> [Task details]:
Copy out the lines below word for word, leaving out the pictures.
_____
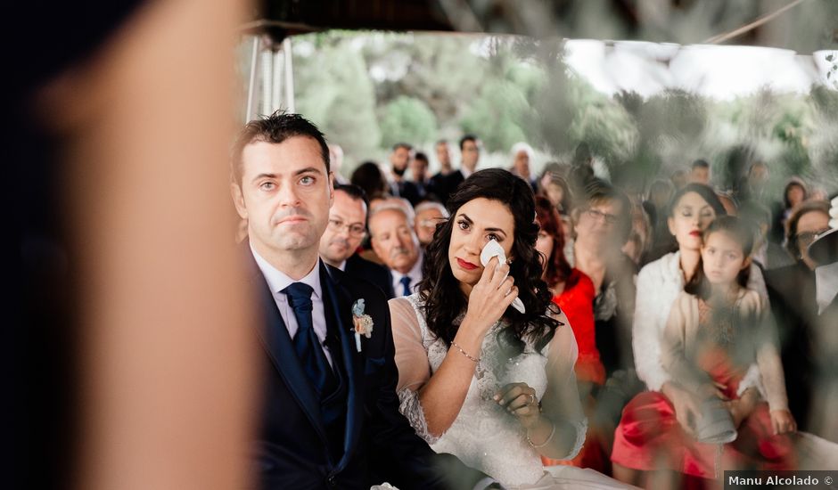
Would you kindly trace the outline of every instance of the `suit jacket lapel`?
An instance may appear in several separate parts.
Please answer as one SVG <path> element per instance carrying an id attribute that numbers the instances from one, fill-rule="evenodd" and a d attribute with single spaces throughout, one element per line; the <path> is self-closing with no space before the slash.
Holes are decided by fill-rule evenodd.
<path id="1" fill-rule="evenodd" d="M 248 253 L 250 253 L 250 249 L 248 249 Z M 251 260 L 253 261 L 252 257 Z M 257 288 L 262 291 L 261 302 L 264 306 L 265 315 L 265 322 L 257 326 L 257 333 L 265 347 L 265 350 L 267 352 L 268 357 L 270 357 L 271 363 L 285 381 L 288 391 L 291 392 L 306 416 L 311 421 L 317 434 L 320 435 L 325 444 L 327 439 L 323 427 L 323 416 L 320 413 L 320 403 L 317 400 L 316 393 L 315 393 L 311 382 L 306 376 L 306 372 L 297 358 L 291 335 L 288 334 L 288 327 L 276 308 L 276 302 L 274 300 L 274 296 L 267 281 L 265 281 L 265 277 L 255 262 L 253 262 L 253 267 L 256 269 L 254 282 Z"/>
<path id="2" fill-rule="evenodd" d="M 328 301 L 334 311 L 337 321 L 338 336 L 341 339 L 343 367 L 346 370 L 347 387 L 347 415 L 346 434 L 343 437 L 343 457 L 338 462 L 338 470 L 343 469 L 349 461 L 361 432 L 364 406 L 360 395 L 360 376 L 362 374 L 358 365 L 359 355 L 356 351 L 355 335 L 352 333 L 352 309 L 351 298 L 348 291 L 333 277 L 341 277 L 340 271 L 330 274 L 326 265 L 320 265 L 320 284 L 323 288 L 324 298 Z"/>

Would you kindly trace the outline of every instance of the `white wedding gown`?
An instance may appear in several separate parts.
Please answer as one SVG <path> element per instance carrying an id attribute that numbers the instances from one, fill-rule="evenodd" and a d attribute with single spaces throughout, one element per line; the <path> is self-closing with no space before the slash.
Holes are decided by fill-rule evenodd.
<path id="1" fill-rule="evenodd" d="M 552 402 L 544 406 L 555 421 L 570 422 L 575 429 L 576 444 L 565 459 L 573 458 L 585 440 L 587 421 L 582 413 L 573 365 L 578 347 L 566 318 L 550 343 L 537 352 L 529 343 L 524 352 L 504 359 L 497 341 L 501 323 L 486 334 L 481 362 L 454 423 L 440 437 L 428 433 L 417 391 L 439 369 L 448 346 L 427 328 L 418 294 L 390 301 L 398 366 L 398 395 L 402 413 L 416 433 L 434 451 L 449 453 L 475 468 L 515 488 L 626 488 L 620 482 L 593 470 L 572 466 L 545 468 L 536 450 L 527 442 L 526 430 L 518 420 L 492 398 L 502 386 L 526 382 L 538 399 L 550 390 Z M 550 382 L 547 382 L 547 372 Z"/>

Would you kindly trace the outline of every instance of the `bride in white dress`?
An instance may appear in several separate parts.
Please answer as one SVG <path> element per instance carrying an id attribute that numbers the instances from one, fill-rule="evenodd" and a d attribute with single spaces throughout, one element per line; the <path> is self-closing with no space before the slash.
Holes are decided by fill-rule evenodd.
<path id="1" fill-rule="evenodd" d="M 448 202 L 418 293 L 390 300 L 401 410 L 439 453 L 516 488 L 614 488 L 591 470 L 545 467 L 585 440 L 567 319 L 540 280 L 529 184 L 505 170 L 471 176 Z M 495 241 L 509 257 L 484 267 Z M 508 276 L 507 276 L 508 274 Z M 524 313 L 511 307 L 518 298 Z M 549 470 L 549 472 L 548 472 Z"/>

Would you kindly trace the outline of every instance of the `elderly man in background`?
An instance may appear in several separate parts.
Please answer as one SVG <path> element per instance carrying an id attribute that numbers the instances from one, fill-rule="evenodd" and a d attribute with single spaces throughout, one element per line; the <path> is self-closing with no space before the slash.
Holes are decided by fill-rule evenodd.
<path id="1" fill-rule="evenodd" d="M 396 296 L 408 296 L 422 280 L 422 251 L 413 219 L 400 206 L 385 204 L 369 217 L 373 250 L 390 269 Z"/>
<path id="2" fill-rule="evenodd" d="M 437 224 L 448 218 L 448 210 L 439 202 L 426 200 L 416 206 L 416 220 L 414 230 L 423 248 L 433 240 Z"/>
<path id="3" fill-rule="evenodd" d="M 532 147 L 522 142 L 516 143 L 510 151 L 513 159 L 512 173 L 524 179 L 532 187 L 535 192 L 538 188 L 538 183 L 532 177 L 530 171 L 530 160 L 532 159 Z"/>
<path id="4" fill-rule="evenodd" d="M 320 257 L 347 275 L 378 286 L 388 299 L 394 298 L 390 272 L 361 257 L 357 248 L 366 234 L 366 196 L 357 185 L 335 185 L 334 204 L 326 231 L 320 237 Z"/>
<path id="5" fill-rule="evenodd" d="M 419 188 L 413 182 L 405 178 L 407 167 L 414 158 L 413 147 L 407 143 L 397 143 L 390 153 L 390 164 L 392 181 L 390 183 L 390 193 L 405 198 L 415 206 L 421 196 Z"/>

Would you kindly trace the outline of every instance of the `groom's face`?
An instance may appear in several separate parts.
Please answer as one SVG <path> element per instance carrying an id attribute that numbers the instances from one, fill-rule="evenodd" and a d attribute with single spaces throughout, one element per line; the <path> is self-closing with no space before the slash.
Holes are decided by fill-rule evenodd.
<path id="1" fill-rule="evenodd" d="M 242 184 L 234 186 L 251 244 L 263 257 L 317 249 L 333 201 L 332 174 L 317 142 L 292 136 L 256 142 L 242 152 Z"/>

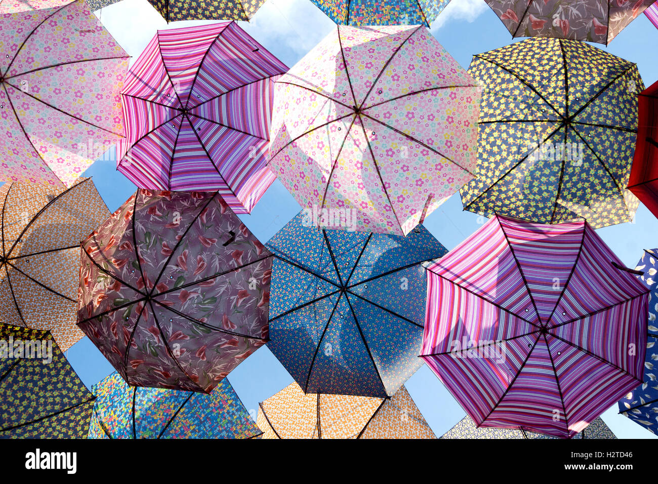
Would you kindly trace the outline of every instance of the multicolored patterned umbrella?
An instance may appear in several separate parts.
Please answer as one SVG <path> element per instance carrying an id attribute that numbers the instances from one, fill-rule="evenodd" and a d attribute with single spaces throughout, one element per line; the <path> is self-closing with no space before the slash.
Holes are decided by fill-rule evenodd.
_____
> [Finished task]:
Would you kindly trace the outline of every instance of the `suit jacket lapel`?
An instance may appear in several separate parts.
Please answer as one SVG <path> element per instance carrying an id attribute that numbers the instances from one, fill-rule="evenodd" and a d attribute with single spaces throughout, one element per line; the <path> is self-closing with no space before the slash.
Holes are decided by fill-rule evenodd.
<path id="1" fill-rule="evenodd" d="M 248 253 L 250 253 L 250 249 L 248 249 Z M 251 260 L 253 261 L 252 257 Z M 257 288 L 262 291 L 261 302 L 264 306 L 265 315 L 265 322 L 257 326 L 257 333 L 265 347 L 265 350 L 267 352 L 268 357 L 270 357 L 271 363 L 285 381 L 288 391 L 291 392 L 306 416 L 311 421 L 317 434 L 320 435 L 325 444 L 327 439 L 323 427 L 323 416 L 320 413 L 320 403 L 317 400 L 316 393 L 315 393 L 311 382 L 306 376 L 306 372 L 297 358 L 291 335 L 288 334 L 288 327 L 276 308 L 276 302 L 274 300 L 274 296 L 267 281 L 265 281 L 265 277 L 255 262 L 253 262 L 253 267 L 256 269 L 254 282 Z"/>
<path id="2" fill-rule="evenodd" d="M 328 301 L 334 311 L 337 321 L 338 336 L 341 339 L 343 367 L 346 370 L 347 387 L 347 415 L 346 434 L 343 437 L 343 457 L 338 462 L 338 470 L 343 469 L 349 461 L 361 432 L 364 406 L 360 395 L 360 376 L 362 374 L 358 365 L 359 355 L 356 351 L 355 335 L 352 333 L 352 309 L 351 298 L 348 291 L 333 277 L 341 277 L 340 271 L 330 274 L 326 265 L 320 265 L 320 284 L 323 288 L 324 298 Z"/>

Would you kindly trace the outline of every instance of the `white wedding gown`?
An instance may appear in several separate parts.
Please answer as one SVG <path> element per instance carrying an id attribute that numbers the instances from one, fill-rule="evenodd" and a d attribute with single spaces throughout, one element per line; the <path> is self-closing with no space before the slash.
Holes are decided by fill-rule evenodd.
<path id="1" fill-rule="evenodd" d="M 552 402 L 544 406 L 555 421 L 570 422 L 575 429 L 576 444 L 565 459 L 573 458 L 585 440 L 587 421 L 582 413 L 573 365 L 578 347 L 566 318 L 550 343 L 537 352 L 529 343 L 524 352 L 504 359 L 497 341 L 501 323 L 486 334 L 481 362 L 454 423 L 440 437 L 428 433 L 417 391 L 439 369 L 448 346 L 427 328 L 418 294 L 390 301 L 398 366 L 398 395 L 402 413 L 416 433 L 434 451 L 449 453 L 475 468 L 515 488 L 626 488 L 620 482 L 593 470 L 572 466 L 545 468 L 536 450 L 527 442 L 526 430 L 518 420 L 492 398 L 502 386 L 526 382 L 538 399 L 550 390 Z M 550 382 L 547 382 L 547 372 Z"/>

Would you kindly trace the outline of every instance of the `bride in white dress`?
An instance may appear in several separate parts.
Please answer as one SVG <path> element per instance carrying an id attribute that numbers the instances from one, fill-rule="evenodd" and a d attribute with single spaces throughout, one element per line; the <path> is self-closing with no space before the slash.
Holes are decided by fill-rule evenodd.
<path id="1" fill-rule="evenodd" d="M 448 202 L 418 293 L 390 300 L 401 410 L 439 453 L 516 488 L 614 488 L 591 470 L 545 467 L 585 440 L 567 319 L 540 280 L 529 184 L 505 170 L 471 176 Z M 495 241 L 509 257 L 484 267 Z M 508 276 L 507 276 L 508 274 Z M 524 313 L 511 307 L 518 298 Z M 549 470 L 549 472 L 548 472 Z"/>

Would you kindly trace the outline of every instance of the `elderly man in background`?
An instance may appear in several separate parts.
Please answer as one SVG <path> element per instance carrying an id attribute that numbers the instances from one, fill-rule="evenodd" and a d attribute with single spaces throughout, one element per line; the <path> is self-closing with no space before the slash.
Holes are decided by fill-rule evenodd.
<path id="1" fill-rule="evenodd" d="M 396 296 L 408 296 L 422 280 L 422 251 L 413 219 L 400 206 L 385 204 L 369 217 L 373 250 L 390 269 Z"/>
<path id="2" fill-rule="evenodd" d="M 437 224 L 448 218 L 448 210 L 439 202 L 426 200 L 416 206 L 416 220 L 414 230 L 423 248 L 433 240 Z"/>
<path id="3" fill-rule="evenodd" d="M 532 147 L 522 142 L 516 143 L 510 151 L 513 159 L 512 173 L 524 179 L 532 187 L 535 192 L 538 188 L 538 183 L 532 177 L 530 171 L 530 160 L 532 159 Z"/>
<path id="4" fill-rule="evenodd" d="M 320 257 L 347 275 L 378 286 L 388 299 L 394 298 L 390 272 L 361 257 L 357 248 L 366 234 L 366 196 L 357 185 L 335 185 L 334 204 L 326 231 L 320 237 Z"/>
<path id="5" fill-rule="evenodd" d="M 419 188 L 413 182 L 405 178 L 407 167 L 414 158 L 413 147 L 407 143 L 397 143 L 390 153 L 390 164 L 392 181 L 390 183 L 390 193 L 405 198 L 415 206 L 421 196 Z"/>

Would you kindly trace the outline of every instance of the `groom's face`?
An instance may appear in several separate parts.
Please answer as one SVG <path> element per instance carrying an id attribute that numbers the instances from one, fill-rule="evenodd" and a d attribute with single spaces throughout, one element per line; the <path> is self-closing with no space before the slash.
Holes are decided by fill-rule evenodd.
<path id="1" fill-rule="evenodd" d="M 242 184 L 234 186 L 251 244 L 263 257 L 317 249 L 333 201 L 332 174 L 317 142 L 292 136 L 256 142 L 242 152 Z"/>

Would you kindly trace the outline of every instance of the multicolored patterned umbrella?
An instance may appear in several separate parts.
Please answer as one SVG <path> element per instance carrying an id attribute that numbers the instances from one, fill-rule="evenodd" and a d attribute with single spaces throughout, one element per line; the <path> is self-closing with no space before the slash.
Holes are decided by fill-rule evenodd.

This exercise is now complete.